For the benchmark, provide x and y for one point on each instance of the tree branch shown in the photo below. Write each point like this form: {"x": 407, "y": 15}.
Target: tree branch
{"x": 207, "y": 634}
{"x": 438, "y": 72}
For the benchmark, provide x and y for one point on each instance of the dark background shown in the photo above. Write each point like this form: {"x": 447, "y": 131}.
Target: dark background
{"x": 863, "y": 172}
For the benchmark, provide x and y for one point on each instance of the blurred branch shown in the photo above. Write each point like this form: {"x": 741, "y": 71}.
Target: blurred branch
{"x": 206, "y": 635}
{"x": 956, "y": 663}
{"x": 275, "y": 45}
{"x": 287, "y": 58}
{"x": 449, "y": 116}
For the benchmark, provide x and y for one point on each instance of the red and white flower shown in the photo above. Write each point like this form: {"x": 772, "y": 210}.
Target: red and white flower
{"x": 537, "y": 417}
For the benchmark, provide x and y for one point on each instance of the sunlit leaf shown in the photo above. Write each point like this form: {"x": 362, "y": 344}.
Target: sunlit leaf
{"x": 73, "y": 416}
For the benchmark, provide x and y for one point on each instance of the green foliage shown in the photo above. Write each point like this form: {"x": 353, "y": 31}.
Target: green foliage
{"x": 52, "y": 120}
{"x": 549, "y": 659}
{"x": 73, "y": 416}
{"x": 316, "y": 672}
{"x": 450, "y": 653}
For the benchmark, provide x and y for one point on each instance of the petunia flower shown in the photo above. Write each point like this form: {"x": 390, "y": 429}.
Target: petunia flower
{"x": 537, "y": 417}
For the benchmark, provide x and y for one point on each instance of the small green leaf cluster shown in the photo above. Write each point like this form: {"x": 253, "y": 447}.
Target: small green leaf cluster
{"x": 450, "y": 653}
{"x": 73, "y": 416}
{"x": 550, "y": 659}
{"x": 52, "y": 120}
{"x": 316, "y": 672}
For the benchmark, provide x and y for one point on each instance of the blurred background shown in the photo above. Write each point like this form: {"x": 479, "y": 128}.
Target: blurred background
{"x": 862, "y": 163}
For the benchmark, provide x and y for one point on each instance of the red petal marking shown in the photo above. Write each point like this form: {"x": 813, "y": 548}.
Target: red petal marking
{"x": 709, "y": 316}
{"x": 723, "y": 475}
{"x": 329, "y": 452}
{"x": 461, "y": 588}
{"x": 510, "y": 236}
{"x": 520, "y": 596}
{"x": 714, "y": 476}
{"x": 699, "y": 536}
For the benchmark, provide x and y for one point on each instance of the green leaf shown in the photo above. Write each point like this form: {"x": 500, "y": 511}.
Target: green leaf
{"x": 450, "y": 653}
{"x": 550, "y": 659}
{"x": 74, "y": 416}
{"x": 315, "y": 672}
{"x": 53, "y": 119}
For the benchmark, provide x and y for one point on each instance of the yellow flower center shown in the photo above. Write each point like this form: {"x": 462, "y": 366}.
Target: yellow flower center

# Exercise directions:
Give all of the records above as a numbered list, one line per item, leaving out any blank lines.

# Exercise output:
1. For the benchmark, provide x and y for one point on each instance of the tree branch shown in the photo below. Write each point like this form: {"x": 407, "y": 15}.
2. Target: tree branch
3. {"x": 207, "y": 634}
4. {"x": 438, "y": 72}
5. For the benchmark, provide x and y for one point on each instance of the dark background shown in the photo above. Write each point like this form: {"x": 447, "y": 131}.
6. Target: dark background
7. {"x": 863, "y": 172}
8. For the benchmark, provide x and y for one point on each instance of the blurred branch shown in the photo above. Write each point like this form: {"x": 741, "y": 71}.
9. Target: blurred branch
10. {"x": 206, "y": 635}
11. {"x": 956, "y": 663}
12. {"x": 275, "y": 45}
13. {"x": 287, "y": 58}
14. {"x": 449, "y": 116}
15. For the benchmark, provide x and y for one point on each instance of the red and white flower shown in the photo above. Write each point like this form: {"x": 772, "y": 210}.
16. Target: red and white flower
17. {"x": 537, "y": 417}
18. For the benchmark, provide x and y for one point on each instance of the sunlit leaf shown in the photo above. Write each point like this form: {"x": 362, "y": 344}.
19. Target: sunlit leaf
20. {"x": 73, "y": 416}
21. For the benchmark, provide x and y for one point on each instance of the green foliage shown in the photo above. Write each point like this form: {"x": 353, "y": 31}.
22. Target: green foliage
23. {"x": 52, "y": 120}
24. {"x": 549, "y": 659}
25. {"x": 73, "y": 416}
26. {"x": 316, "y": 672}
27. {"x": 450, "y": 653}
28. For the benchmark, provide x and y for one point on each instance of the petunia flower shown in the photo above. Write each point like this form: {"x": 390, "y": 429}.
29. Target: petunia flower
30. {"x": 537, "y": 417}
31. For the benchmark, provide x and y for one point on each instance of the small green leaf cluster shown in the photo above. Write each point like this form: {"x": 253, "y": 447}.
32. Target: small green leaf cluster
33. {"x": 450, "y": 653}
34. {"x": 73, "y": 416}
35. {"x": 550, "y": 659}
36. {"x": 52, "y": 120}
37. {"x": 316, "y": 672}
38. For the benchmark, provide x and y for one point on each instance of the blurred background shown in the photo above. Write each point like this form: {"x": 479, "y": 128}.
39. Target: blurred background
40. {"x": 862, "y": 163}
41. For the benchmark, provide x and y for one point on each instance of the red petal marking shown in the photo above. Write each point like this form: {"x": 813, "y": 548}.
42. Target: red petal marking
43. {"x": 709, "y": 316}
44. {"x": 723, "y": 475}
45. {"x": 329, "y": 452}
46. {"x": 461, "y": 588}
47. {"x": 510, "y": 236}
48. {"x": 520, "y": 596}
49. {"x": 714, "y": 476}
50. {"x": 699, "y": 536}
51. For the benchmark, provide x and y for one point on each instance of the green leaf shown in the photo above. Write each point like this form: {"x": 500, "y": 511}.
52. Target: green leaf
53. {"x": 450, "y": 653}
54. {"x": 550, "y": 659}
55. {"x": 74, "y": 416}
56. {"x": 315, "y": 672}
57. {"x": 53, "y": 119}
58. For the benchmark, provide x and y for one point on each instance of the yellow flower center shown in the photo above. Write each point like this form: {"x": 462, "y": 366}.
59. Target: yellow flower center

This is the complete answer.